## [EXERCISE]
Reproduce every entry exactly, without alteration.

## [RECORDS SHOWN]
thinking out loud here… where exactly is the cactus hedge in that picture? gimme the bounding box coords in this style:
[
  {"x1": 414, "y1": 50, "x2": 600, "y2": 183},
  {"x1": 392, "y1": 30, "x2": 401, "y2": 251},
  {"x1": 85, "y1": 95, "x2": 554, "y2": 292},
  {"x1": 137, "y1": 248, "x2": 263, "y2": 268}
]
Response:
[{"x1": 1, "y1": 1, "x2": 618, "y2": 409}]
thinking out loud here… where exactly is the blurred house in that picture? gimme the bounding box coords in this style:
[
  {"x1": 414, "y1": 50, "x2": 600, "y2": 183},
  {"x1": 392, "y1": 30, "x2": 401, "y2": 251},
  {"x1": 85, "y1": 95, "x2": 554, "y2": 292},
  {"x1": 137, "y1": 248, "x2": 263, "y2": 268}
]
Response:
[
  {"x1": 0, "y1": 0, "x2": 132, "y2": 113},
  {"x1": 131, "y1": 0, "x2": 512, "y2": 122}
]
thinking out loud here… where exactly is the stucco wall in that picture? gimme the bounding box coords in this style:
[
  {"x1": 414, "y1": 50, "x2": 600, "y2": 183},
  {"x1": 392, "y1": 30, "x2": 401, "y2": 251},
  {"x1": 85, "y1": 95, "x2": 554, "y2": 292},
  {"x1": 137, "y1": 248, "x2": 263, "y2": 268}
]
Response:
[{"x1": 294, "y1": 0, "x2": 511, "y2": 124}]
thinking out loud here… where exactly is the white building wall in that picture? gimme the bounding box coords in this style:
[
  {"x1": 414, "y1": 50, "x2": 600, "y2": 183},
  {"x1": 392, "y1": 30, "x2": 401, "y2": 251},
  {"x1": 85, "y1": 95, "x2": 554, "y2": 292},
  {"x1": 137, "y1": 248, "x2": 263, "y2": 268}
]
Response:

## [OUTPUT]
thinking out loud here… where exactly is the cactus hedge in that picture? gimme the bounding box coords in this style:
[
  {"x1": 414, "y1": 50, "x2": 600, "y2": 183},
  {"x1": 392, "y1": 30, "x2": 401, "y2": 251},
  {"x1": 85, "y1": 95, "x2": 554, "y2": 292},
  {"x1": 137, "y1": 248, "x2": 263, "y2": 268}
]
Response:
[{"x1": 1, "y1": 1, "x2": 618, "y2": 409}]
thinking out loud here… where exactly is the blurred house in that picture? gimme the bounding box coords in this style:
[
  {"x1": 414, "y1": 50, "x2": 600, "y2": 183},
  {"x1": 392, "y1": 30, "x2": 401, "y2": 251},
  {"x1": 85, "y1": 95, "x2": 554, "y2": 292},
  {"x1": 137, "y1": 248, "x2": 263, "y2": 268}
]
Response:
[
  {"x1": 0, "y1": 0, "x2": 132, "y2": 113},
  {"x1": 131, "y1": 0, "x2": 512, "y2": 122}
]
thinking out loud here… where exactly is the stucco wall in that picture? gimme the bounding box coords in this style:
[
  {"x1": 414, "y1": 50, "x2": 600, "y2": 183},
  {"x1": 392, "y1": 30, "x2": 401, "y2": 251},
  {"x1": 85, "y1": 95, "x2": 554, "y2": 292},
  {"x1": 137, "y1": 248, "x2": 263, "y2": 268}
]
Response:
[{"x1": 294, "y1": 0, "x2": 511, "y2": 124}]
thinking out loud here… where exactly is the white building wall in that picture? gimme the bounding box coords in this style:
[
  {"x1": 414, "y1": 50, "x2": 600, "y2": 183},
  {"x1": 392, "y1": 30, "x2": 401, "y2": 251},
  {"x1": 85, "y1": 95, "x2": 554, "y2": 292},
  {"x1": 137, "y1": 248, "x2": 263, "y2": 268}
]
Response:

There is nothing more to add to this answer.